Exercise details:
Where in the data does the word "person" appear? Find those lines and copy them.

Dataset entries
* * * * * * *

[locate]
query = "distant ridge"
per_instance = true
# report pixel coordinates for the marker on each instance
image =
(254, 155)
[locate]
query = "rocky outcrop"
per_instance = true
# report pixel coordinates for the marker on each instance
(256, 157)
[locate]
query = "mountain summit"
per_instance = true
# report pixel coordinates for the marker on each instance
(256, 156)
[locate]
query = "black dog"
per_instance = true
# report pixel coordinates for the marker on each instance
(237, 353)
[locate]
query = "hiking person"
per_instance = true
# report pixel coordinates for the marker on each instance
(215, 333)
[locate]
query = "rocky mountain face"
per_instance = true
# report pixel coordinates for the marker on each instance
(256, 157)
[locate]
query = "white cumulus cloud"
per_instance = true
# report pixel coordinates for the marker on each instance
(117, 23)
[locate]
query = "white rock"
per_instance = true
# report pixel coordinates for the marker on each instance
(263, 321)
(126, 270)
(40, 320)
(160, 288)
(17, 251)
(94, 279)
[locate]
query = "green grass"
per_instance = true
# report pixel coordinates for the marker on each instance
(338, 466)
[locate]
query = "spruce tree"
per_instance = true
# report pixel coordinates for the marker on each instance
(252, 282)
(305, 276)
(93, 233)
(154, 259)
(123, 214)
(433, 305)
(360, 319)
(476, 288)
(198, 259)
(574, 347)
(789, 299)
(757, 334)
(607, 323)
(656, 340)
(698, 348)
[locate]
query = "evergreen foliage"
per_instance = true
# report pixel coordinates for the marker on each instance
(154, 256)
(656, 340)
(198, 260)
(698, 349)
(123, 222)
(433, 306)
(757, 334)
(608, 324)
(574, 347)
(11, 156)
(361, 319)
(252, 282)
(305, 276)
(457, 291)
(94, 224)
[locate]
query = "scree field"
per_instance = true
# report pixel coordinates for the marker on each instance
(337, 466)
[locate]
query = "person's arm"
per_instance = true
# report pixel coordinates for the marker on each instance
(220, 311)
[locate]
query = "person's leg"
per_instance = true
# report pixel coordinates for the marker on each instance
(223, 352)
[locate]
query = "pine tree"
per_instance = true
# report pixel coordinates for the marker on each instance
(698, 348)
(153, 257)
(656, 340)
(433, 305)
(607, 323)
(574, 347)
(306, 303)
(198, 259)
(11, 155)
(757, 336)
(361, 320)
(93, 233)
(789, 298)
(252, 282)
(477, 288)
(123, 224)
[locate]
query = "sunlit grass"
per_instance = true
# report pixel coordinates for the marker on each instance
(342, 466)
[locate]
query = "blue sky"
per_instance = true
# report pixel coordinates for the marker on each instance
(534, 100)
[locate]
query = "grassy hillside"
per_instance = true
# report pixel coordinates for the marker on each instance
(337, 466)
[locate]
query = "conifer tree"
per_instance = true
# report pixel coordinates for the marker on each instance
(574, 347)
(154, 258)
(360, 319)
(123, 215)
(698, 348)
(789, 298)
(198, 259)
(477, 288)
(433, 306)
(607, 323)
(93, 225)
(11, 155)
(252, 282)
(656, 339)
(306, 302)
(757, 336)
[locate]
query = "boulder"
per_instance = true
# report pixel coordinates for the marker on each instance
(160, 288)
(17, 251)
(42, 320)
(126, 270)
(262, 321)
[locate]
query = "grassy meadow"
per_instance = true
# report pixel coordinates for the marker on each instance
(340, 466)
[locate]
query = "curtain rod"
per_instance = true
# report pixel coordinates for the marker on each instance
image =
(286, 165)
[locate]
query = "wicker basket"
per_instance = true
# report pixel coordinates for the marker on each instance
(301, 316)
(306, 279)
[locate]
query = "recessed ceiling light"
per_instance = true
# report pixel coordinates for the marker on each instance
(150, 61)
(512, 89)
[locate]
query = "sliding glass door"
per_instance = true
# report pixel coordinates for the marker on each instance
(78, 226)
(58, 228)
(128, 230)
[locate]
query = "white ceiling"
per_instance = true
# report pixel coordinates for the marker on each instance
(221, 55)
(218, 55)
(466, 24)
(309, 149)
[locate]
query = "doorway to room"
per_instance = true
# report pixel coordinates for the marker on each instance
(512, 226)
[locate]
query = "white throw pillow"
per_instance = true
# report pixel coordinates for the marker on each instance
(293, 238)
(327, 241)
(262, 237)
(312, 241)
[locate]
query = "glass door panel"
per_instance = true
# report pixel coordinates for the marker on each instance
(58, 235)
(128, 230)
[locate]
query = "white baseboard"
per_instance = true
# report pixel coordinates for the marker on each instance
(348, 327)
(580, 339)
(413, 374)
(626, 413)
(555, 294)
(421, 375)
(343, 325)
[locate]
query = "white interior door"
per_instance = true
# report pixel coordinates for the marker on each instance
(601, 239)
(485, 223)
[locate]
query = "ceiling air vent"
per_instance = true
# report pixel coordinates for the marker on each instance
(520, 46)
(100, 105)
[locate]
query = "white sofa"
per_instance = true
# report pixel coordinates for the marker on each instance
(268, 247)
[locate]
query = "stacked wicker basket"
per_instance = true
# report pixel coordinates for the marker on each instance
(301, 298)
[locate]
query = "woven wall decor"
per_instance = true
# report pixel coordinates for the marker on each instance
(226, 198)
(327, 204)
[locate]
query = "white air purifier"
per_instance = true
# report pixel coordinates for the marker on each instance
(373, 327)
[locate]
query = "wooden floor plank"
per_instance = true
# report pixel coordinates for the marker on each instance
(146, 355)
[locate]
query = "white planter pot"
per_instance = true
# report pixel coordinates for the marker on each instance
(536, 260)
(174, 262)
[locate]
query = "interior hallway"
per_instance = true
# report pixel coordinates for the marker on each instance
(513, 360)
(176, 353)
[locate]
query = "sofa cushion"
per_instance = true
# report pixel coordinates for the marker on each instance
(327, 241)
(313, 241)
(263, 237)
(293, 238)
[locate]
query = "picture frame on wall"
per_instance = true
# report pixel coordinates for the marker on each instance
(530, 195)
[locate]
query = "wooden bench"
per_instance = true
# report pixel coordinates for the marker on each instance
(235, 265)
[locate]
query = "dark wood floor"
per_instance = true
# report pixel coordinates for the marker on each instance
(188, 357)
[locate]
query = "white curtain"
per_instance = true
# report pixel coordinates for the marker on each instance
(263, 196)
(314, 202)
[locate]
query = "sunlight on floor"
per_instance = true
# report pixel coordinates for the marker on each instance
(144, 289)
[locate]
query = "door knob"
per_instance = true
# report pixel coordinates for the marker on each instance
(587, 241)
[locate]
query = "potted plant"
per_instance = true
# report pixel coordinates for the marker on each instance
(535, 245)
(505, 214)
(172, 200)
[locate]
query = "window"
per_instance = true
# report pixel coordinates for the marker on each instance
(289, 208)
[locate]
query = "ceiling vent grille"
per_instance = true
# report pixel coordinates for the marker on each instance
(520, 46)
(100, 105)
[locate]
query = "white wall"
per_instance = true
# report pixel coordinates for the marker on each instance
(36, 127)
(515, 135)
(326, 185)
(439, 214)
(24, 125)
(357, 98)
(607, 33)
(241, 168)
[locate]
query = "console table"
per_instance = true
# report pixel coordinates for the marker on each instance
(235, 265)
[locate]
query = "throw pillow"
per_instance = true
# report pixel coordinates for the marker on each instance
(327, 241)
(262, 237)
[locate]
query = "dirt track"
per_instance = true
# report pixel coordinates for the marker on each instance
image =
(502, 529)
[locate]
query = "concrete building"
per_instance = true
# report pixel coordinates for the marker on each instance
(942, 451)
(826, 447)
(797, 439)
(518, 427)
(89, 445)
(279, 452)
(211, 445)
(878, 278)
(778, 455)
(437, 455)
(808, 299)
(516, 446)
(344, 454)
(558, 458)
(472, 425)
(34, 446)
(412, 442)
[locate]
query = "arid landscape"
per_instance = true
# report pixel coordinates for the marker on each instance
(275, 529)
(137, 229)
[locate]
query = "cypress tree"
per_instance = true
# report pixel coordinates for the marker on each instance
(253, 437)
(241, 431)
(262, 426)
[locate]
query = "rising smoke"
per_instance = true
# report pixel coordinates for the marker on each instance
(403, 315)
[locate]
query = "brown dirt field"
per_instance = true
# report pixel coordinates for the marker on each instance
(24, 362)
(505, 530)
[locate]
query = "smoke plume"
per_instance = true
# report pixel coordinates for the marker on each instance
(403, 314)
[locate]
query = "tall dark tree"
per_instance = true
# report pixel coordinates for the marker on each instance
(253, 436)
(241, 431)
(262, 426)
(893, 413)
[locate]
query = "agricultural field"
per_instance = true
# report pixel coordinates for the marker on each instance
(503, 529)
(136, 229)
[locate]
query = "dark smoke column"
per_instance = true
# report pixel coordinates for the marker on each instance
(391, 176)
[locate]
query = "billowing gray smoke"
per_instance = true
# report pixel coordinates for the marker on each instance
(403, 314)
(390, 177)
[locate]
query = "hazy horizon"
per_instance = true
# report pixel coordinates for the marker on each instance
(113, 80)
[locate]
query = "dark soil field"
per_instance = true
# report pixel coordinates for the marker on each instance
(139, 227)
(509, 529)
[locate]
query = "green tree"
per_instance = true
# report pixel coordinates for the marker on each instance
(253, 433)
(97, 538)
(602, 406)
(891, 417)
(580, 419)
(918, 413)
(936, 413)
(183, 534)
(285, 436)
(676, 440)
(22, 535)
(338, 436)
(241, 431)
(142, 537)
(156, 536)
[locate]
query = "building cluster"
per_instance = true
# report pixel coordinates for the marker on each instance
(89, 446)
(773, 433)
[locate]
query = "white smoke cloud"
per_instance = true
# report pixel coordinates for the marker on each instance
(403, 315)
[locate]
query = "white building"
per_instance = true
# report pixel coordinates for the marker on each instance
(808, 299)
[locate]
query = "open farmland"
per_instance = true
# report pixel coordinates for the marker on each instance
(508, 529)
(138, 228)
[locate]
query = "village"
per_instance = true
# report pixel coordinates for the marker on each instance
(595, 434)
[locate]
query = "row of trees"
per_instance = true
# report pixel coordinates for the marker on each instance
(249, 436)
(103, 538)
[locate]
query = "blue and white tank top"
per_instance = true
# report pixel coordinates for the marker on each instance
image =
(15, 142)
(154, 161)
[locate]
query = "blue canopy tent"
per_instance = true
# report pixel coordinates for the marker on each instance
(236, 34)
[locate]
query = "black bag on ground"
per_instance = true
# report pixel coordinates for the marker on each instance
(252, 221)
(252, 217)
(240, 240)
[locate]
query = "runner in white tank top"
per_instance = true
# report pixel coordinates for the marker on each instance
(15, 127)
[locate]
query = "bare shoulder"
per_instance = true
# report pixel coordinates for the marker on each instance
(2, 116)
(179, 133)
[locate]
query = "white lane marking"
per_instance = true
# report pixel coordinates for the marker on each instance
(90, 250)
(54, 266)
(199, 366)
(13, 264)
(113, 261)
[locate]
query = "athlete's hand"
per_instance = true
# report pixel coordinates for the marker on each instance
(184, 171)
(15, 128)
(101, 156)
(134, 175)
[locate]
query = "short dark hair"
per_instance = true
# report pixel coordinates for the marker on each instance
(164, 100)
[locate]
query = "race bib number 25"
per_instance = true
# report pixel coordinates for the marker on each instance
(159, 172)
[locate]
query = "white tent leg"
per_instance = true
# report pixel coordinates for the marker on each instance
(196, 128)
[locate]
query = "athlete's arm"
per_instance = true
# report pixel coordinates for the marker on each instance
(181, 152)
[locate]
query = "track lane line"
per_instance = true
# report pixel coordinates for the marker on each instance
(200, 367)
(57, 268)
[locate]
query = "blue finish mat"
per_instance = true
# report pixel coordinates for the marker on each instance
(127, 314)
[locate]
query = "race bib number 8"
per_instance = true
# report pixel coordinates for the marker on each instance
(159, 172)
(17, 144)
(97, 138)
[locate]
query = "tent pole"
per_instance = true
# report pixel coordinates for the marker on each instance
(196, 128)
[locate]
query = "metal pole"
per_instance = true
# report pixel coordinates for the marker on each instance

* * * * * * *

Your solution:
query = "hiking person"
query = "person's arm"
query = "person's leg"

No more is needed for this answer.